Do this
Copy out exactly each line from the line with "fan light fixture" through the last line of the material below.

Named object pointing entries:
******************************

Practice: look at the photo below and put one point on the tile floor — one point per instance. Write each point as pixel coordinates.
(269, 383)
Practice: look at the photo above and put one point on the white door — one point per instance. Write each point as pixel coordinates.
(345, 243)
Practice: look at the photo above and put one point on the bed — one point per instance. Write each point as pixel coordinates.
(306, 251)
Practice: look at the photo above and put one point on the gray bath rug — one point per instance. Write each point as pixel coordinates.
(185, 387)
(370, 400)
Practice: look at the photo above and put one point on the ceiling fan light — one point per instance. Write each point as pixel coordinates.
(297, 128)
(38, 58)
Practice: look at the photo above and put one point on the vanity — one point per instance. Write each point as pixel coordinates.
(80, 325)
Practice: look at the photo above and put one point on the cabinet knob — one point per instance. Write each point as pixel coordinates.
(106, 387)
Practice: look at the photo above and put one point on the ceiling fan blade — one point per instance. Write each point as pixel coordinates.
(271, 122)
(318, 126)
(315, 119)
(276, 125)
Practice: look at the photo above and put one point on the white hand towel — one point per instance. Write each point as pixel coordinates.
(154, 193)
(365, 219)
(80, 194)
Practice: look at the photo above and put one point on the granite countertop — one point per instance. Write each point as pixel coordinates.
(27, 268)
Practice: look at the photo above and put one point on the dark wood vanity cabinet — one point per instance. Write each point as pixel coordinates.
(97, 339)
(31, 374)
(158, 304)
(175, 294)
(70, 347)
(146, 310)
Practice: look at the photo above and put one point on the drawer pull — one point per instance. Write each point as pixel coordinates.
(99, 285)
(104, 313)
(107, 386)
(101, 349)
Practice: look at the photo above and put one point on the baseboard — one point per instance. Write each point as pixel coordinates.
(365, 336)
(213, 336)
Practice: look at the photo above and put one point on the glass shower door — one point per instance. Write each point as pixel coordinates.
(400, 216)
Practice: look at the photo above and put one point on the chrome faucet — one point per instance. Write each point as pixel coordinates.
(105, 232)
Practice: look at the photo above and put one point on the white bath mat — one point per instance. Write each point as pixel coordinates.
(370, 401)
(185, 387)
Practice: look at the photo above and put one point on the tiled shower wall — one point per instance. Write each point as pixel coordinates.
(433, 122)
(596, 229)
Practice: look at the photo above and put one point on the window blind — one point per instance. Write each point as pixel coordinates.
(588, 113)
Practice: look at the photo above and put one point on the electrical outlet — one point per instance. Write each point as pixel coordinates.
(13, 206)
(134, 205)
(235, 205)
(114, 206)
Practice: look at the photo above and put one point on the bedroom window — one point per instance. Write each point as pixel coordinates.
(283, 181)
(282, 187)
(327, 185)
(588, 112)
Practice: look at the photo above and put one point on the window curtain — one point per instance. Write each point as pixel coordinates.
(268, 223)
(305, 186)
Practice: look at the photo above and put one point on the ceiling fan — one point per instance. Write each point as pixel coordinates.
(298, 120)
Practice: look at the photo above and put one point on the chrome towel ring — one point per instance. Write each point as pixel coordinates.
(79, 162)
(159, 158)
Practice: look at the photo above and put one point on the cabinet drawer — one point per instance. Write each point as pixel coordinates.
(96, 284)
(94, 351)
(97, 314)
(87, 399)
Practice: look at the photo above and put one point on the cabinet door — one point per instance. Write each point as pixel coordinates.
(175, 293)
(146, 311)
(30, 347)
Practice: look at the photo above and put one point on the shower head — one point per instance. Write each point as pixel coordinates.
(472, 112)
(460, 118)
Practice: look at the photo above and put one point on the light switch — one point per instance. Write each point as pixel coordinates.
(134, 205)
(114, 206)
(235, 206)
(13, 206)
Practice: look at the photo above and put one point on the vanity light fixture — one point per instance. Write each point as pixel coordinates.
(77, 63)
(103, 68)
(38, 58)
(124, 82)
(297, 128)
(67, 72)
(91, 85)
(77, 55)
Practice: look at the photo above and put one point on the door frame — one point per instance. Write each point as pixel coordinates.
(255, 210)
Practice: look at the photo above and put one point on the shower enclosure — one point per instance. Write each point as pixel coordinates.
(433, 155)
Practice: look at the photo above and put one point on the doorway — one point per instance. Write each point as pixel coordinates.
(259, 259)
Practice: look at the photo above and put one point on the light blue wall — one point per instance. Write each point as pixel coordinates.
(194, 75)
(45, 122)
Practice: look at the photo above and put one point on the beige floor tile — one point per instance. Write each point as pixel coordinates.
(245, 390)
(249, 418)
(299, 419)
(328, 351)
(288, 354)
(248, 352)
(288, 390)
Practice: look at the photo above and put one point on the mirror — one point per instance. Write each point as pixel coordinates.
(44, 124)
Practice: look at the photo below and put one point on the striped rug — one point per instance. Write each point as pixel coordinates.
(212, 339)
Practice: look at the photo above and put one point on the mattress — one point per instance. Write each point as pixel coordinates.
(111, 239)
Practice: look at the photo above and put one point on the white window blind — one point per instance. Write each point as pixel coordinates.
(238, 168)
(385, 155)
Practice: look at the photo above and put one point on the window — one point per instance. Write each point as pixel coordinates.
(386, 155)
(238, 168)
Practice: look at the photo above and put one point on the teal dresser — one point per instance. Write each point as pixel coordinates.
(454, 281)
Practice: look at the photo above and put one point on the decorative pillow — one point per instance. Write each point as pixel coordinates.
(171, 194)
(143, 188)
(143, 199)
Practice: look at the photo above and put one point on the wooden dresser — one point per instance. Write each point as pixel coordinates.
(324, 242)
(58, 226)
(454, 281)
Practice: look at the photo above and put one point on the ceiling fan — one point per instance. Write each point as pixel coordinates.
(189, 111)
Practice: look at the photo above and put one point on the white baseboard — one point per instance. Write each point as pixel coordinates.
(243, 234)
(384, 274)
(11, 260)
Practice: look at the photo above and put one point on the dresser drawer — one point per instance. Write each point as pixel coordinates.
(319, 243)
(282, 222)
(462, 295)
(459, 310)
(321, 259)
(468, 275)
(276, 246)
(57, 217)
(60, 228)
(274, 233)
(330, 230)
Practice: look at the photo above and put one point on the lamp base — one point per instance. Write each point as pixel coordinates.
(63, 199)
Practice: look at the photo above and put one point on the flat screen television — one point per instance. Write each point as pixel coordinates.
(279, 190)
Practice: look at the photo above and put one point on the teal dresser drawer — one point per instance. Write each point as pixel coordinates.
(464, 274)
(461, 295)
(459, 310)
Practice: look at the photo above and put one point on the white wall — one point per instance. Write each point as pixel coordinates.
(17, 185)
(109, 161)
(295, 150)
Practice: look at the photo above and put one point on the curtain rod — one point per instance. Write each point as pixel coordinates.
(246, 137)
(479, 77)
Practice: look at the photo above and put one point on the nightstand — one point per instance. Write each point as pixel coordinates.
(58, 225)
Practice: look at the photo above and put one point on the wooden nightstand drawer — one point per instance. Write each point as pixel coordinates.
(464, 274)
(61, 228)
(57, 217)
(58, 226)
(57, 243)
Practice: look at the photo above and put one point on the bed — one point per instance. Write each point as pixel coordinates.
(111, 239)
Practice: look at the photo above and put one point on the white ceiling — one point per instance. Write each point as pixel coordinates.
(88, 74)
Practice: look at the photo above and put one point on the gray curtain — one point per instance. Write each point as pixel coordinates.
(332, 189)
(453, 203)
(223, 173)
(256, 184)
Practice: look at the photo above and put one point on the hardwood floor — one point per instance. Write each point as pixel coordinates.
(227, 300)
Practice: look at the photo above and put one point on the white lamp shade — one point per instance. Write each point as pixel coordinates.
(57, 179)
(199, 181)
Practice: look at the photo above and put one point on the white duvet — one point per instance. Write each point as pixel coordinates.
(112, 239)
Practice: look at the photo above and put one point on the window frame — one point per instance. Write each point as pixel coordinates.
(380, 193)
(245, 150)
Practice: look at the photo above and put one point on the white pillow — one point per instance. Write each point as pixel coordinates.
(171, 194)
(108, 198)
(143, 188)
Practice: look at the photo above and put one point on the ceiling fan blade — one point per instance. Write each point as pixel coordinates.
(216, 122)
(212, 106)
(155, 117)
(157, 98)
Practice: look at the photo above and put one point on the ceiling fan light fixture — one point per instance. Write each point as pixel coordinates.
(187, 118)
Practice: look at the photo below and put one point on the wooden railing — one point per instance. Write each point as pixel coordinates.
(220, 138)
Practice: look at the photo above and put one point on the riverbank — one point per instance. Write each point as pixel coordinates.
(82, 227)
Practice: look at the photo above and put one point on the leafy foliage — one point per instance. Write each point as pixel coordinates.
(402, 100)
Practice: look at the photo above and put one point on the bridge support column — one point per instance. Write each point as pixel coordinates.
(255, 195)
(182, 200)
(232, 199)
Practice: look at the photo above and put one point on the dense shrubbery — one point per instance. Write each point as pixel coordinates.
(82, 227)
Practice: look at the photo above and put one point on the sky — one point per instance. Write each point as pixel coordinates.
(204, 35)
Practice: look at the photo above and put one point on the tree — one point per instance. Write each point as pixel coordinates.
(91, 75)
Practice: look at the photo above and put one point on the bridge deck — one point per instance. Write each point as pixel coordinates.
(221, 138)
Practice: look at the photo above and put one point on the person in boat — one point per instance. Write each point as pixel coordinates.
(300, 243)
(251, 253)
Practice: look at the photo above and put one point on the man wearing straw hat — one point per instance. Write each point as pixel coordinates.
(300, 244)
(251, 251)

******************************

Answer in full
Practice: look at the photo above and put one point on the ceiling fan light fixture — one point per instance. Write each point as pixel coordinates.
(187, 118)
Practice: look at the photo below and put one point on the wooden railing — one point per instance. Write each point as pixel coordinates.
(220, 138)
Practice: look at the photo above and put one point on the riverbank — one point per instance. Write each point as pixel coordinates.
(82, 227)
Practice: look at the photo above and put one point on the leafy foliage — one point per instance. Write each point as pixel coordinates.
(402, 100)
Practice: look at the photo above and put one point on the bridge support column — one point per instance. Write each point as pixel coordinates.
(255, 195)
(182, 200)
(232, 199)
Practice: look at the photo above and put one point on the dense shrubbery — one point per instance. Write each point as pixel coordinates.
(82, 227)
Practice: look at the photo above and put one point on the sky — one point per instance. Write each point as pixel coordinates.
(204, 35)
Practice: look at the photo above and put one point on the tree — one point per instance. Write each point as pixel coordinates.
(91, 75)
Practice: look at the photo above and put one point on the bridge deck — one point per instance. Write each point as pixel coordinates.
(221, 138)
Practice: look at the photo above and put one point on the person in boat — one point per instance. Write each point as pixel coordinates.
(300, 243)
(251, 253)
Practice: look at the photo above and put one point on the man wearing straw hat — one point per instance. Write each point as pixel coordinates.
(300, 244)
(251, 251)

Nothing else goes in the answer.